* WHAT NEEDS TO BE DONE
Each line from the one that contains "Exercise. Pick out the silver drawer" to the end of the material must be quoted exactly; include both end lines and nothing else.

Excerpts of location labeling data
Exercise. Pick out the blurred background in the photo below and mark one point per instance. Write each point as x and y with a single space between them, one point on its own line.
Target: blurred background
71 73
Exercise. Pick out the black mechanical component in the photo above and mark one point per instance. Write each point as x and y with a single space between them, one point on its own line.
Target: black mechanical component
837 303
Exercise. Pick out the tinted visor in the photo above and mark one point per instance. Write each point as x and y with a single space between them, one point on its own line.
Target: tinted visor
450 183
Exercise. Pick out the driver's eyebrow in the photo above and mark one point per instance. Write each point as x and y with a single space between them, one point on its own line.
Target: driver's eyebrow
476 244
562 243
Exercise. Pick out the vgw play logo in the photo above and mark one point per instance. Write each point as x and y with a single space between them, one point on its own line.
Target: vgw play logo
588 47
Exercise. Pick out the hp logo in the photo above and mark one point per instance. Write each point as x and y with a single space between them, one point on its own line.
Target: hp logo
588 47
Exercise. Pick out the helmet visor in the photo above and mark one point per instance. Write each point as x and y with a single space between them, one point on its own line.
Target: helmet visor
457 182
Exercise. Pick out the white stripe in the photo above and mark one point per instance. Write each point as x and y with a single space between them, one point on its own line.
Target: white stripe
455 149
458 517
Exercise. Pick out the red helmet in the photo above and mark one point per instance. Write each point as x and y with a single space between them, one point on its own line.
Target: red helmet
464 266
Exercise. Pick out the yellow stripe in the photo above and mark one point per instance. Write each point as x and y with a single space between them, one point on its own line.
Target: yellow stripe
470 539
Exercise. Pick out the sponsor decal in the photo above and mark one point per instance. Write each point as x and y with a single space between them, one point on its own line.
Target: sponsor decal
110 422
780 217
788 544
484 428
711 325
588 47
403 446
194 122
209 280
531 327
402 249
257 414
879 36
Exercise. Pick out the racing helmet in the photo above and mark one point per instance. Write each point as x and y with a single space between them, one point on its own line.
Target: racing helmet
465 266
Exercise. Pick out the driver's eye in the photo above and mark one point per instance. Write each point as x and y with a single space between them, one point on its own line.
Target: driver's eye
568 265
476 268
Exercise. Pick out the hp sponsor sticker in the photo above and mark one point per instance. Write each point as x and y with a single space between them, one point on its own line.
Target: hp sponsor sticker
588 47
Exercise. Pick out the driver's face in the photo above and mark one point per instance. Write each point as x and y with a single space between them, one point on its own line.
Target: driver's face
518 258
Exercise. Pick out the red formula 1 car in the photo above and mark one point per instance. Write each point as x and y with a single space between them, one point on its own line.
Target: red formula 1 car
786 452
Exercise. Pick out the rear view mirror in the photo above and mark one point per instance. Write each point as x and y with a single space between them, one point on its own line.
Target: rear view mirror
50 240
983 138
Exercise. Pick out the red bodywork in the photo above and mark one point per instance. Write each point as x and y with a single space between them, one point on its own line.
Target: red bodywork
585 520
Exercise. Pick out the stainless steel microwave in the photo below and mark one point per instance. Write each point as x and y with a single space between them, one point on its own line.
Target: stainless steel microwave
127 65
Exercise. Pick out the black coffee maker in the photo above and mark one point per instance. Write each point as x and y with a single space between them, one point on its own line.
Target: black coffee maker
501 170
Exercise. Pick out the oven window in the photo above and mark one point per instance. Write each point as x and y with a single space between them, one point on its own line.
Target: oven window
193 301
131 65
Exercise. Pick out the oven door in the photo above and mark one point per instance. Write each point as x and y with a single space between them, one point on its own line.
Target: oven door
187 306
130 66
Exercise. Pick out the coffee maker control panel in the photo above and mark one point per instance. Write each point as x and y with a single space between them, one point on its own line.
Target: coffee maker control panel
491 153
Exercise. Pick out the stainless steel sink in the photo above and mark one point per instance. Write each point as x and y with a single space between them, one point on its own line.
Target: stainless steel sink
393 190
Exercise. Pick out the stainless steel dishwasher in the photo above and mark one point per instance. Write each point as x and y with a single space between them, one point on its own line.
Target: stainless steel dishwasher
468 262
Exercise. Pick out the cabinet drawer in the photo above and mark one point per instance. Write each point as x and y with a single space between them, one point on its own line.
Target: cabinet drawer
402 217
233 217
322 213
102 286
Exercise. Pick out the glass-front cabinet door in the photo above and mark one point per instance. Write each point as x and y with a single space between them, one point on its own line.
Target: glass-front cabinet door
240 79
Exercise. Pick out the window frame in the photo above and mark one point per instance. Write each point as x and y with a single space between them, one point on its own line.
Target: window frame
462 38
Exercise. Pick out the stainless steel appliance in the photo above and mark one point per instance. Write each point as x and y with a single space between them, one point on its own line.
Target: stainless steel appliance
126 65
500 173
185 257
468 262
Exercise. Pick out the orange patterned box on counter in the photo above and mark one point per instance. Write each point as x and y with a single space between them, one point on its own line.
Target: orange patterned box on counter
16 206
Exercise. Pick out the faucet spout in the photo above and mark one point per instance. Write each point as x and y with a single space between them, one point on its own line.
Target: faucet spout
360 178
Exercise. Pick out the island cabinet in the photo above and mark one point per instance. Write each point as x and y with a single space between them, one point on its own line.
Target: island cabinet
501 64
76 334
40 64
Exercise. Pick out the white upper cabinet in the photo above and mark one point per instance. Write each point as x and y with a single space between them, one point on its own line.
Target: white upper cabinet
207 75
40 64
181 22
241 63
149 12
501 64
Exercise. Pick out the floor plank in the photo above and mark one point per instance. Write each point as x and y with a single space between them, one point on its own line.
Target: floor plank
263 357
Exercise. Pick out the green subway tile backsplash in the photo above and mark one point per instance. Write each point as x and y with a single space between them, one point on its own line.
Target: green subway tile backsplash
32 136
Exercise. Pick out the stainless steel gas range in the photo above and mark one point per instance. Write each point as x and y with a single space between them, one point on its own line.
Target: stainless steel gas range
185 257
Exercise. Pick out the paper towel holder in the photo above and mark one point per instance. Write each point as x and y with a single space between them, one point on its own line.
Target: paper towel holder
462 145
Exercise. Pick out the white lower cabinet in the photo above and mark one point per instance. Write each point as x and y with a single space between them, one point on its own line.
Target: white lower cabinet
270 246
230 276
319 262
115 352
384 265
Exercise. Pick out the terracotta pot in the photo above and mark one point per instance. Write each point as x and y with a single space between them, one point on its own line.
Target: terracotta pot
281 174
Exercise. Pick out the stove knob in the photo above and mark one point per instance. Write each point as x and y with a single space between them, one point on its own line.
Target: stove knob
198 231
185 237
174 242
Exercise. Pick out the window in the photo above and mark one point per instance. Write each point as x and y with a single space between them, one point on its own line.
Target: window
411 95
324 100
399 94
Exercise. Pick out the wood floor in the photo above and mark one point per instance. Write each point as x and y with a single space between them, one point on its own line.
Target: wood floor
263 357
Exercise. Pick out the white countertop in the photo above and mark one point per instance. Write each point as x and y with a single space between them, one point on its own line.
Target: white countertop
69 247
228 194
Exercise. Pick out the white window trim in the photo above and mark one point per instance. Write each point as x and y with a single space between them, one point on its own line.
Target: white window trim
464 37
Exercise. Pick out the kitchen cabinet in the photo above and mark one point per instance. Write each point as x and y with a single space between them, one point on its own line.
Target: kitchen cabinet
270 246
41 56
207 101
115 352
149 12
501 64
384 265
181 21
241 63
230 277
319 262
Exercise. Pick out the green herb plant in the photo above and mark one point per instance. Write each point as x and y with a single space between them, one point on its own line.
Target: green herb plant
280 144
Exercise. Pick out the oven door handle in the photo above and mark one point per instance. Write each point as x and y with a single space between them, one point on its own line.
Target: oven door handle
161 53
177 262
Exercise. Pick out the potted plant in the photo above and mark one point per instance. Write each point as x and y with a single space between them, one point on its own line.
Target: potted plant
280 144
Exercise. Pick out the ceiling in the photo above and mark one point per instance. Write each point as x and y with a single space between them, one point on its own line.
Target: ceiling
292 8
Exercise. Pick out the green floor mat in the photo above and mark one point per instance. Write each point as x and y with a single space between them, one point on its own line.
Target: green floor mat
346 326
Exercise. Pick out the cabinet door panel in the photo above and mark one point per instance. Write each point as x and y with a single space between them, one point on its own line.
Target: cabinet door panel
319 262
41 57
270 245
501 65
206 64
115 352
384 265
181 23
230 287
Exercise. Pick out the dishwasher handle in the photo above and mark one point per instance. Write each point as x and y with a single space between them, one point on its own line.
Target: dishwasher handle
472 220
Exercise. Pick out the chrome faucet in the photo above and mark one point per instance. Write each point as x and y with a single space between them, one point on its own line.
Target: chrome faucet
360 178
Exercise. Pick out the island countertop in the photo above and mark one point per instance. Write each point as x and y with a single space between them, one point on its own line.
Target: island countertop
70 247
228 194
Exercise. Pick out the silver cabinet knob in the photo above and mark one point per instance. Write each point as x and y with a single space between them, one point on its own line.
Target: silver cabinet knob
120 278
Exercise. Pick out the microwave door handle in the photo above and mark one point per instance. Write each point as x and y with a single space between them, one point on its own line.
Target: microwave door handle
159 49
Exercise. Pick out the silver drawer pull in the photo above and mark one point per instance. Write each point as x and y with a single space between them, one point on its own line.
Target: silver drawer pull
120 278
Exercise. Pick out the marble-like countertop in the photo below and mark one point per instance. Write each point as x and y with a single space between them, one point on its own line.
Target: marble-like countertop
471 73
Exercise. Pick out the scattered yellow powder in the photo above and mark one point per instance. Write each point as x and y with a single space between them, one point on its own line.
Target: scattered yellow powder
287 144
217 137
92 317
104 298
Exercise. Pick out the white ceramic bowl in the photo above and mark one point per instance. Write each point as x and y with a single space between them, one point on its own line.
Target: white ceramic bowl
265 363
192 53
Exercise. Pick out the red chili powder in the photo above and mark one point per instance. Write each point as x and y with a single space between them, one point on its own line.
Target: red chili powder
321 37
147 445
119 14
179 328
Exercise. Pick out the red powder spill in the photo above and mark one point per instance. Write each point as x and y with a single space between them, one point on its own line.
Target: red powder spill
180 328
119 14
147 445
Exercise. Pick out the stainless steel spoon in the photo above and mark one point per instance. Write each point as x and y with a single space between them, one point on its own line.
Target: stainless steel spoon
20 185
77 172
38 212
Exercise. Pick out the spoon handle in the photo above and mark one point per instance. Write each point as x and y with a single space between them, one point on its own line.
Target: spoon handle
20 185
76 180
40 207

* EXPECTED ANSWER
Exercise. Pick out the silver drawer pull in the photo above and mark one point per instance. Write each point as x and y with a single space between them, one point on its own line.
Target: silver drawer pull
120 278
Exercise. Pick out the marble-like countertop in the photo below and mark one point per instance. Write each point as x and y with a single space between them, one point on its own line.
Target: marble-like countertop
471 73
Exercise. Pick out the scattered yellow powder in the photo above and mark one point per instance. Write each point as x and y with a single space between them, one point on its own line.
Target: scattered yellow powder
287 144
217 137
92 317
104 298
Exercise. Pick out the white ceramic bowl in the photo above and mark one point per instance. Write each point as x and y with a single space between them, one point on its own line.
Target: white ceramic bowl
265 363
192 53
Exercise. Pick out the red chili powder in the photo above and mark one point per instance. Write each point as x and y with a single space between them, one point on its own line.
Target: red chili powder
321 37
147 445
119 14
179 328
Exercise. Pick out the red powder spill in the photo above and mark one point per instance. Write each point as x and y with a single space between them, one point on its own line.
Target: red powder spill
180 328
119 14
147 445
Exercise. Pick out the stainless steel spoon in the photo above and mark one point per instance. Write each point as x and y with a single space between them, one point on its own line.
Target: stainless steel spoon
20 185
77 172
38 212
Exercise. Pick out the spoon handle in the photo above and mark one point per instance. Write each point as x and y with a single space between them, one point on its own line.
Target: spoon handle
20 185
76 180
40 207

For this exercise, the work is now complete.